## STATED PROBLEM 1
In the egg salad recipe, how long do the eggs sit, covered and off the heat, once the water boils?

## PAGE TEXT

--------------------

A creamy and savory Nicoise Egg Salad served on toasted bread, perfect for brunch or a comforting dinner.


Ingredients

Scale
  • 4 large eggs
  • 2 tablespoons mayonnaise
  • 1 tablespoon Greek yogurt (or extra mayo for creaminess)
  • 1 teaspoon Dijon mustard
  • 1 tablespoon lemon juice
  • Salt and pepper to taste
  • ¼ cup finely chopped green beans (blanched)
  • ¼ cup pitted Kalamata olives, chopped
  • 2 tablespoons fresh parsley, chopped
  • 4 slices of whole-grain or sourdough bread
  • Optional toppings: sliced tomatoes, avocado, or microgreens

Instructions

  1. Boil the eggs: In a medium saucepan, gently place the eggs and cover them with cold water. Bring to a rolling boil. Once boiling, remove from heat, cover, and let sit for 12 minutes. Then, transfer the eggs to an ice bath to cool.

--------------------

## DATA ENTRIES
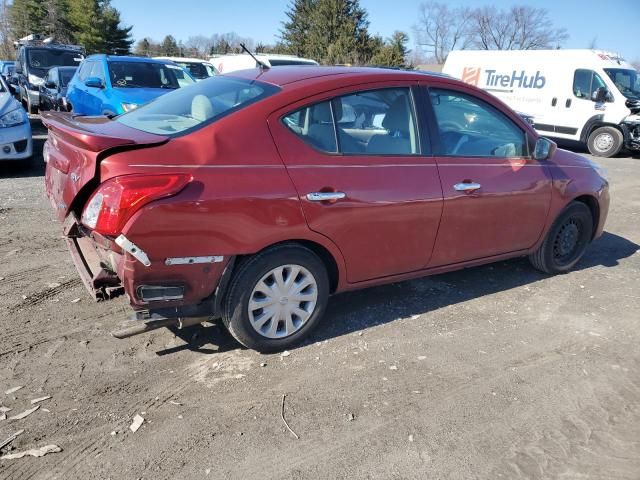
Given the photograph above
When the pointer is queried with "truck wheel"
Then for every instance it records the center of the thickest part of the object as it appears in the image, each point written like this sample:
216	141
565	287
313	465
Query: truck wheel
605	142
566	241
276	298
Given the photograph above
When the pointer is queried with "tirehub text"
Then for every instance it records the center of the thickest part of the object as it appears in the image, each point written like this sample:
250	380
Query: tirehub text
515	80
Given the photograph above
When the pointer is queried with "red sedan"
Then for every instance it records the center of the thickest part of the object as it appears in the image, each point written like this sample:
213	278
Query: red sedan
256	196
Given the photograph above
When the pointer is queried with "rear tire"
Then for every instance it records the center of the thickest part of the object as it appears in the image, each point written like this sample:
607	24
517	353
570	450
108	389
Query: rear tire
293	284
605	142
566	241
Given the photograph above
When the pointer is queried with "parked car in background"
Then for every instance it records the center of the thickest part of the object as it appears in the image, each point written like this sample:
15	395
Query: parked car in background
6	68
112	85
54	89
35	58
243	61
15	129
199	69
254	196
587	96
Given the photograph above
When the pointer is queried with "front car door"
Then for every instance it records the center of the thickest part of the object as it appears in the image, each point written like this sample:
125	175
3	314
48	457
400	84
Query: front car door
356	159
496	196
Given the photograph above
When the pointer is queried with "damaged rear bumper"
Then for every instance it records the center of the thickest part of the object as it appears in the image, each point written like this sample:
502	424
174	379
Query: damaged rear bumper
95	265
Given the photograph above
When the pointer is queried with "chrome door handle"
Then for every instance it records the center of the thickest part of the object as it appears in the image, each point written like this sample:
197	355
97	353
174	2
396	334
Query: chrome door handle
467	187
325	196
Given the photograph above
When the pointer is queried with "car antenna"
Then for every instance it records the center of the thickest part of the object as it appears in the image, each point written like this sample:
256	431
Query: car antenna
263	66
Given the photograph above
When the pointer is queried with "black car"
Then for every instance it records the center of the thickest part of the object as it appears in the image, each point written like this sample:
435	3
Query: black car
54	89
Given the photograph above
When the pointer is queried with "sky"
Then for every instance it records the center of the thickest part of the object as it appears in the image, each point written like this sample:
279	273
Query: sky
614	24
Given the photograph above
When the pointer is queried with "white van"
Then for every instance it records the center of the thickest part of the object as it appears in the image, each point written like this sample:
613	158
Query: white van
589	96
243	61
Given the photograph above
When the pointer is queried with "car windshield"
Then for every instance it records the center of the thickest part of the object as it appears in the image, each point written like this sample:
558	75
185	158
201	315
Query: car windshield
200	104
66	76
198	70
147	75
627	81
47	58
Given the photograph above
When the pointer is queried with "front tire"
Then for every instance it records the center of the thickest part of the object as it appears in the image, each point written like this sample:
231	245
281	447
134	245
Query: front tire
276	298
566	241
605	142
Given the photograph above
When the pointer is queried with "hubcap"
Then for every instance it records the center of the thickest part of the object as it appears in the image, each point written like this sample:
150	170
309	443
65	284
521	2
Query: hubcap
603	142
283	301
566	241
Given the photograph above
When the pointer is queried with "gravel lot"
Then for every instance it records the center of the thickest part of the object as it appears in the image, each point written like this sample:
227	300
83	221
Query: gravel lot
494	372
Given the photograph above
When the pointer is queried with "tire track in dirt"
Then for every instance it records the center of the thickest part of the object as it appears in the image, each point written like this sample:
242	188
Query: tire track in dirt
44	295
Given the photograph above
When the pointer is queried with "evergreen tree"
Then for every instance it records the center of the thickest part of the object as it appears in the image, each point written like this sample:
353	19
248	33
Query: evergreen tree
169	47
117	38
86	25
329	31
393	53
143	48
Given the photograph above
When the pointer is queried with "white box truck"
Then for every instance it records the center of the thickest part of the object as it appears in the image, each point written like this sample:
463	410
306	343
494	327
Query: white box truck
588	96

--------------------

## STATED PROBLEM 2
Extract every line of the records that contains the string "background".

## WRITTEN SOLUTION 1
12 minutes.

## WRITTEN SOLUTION 2
When the pointer is queried with "parked car in background"
Query: parked car in background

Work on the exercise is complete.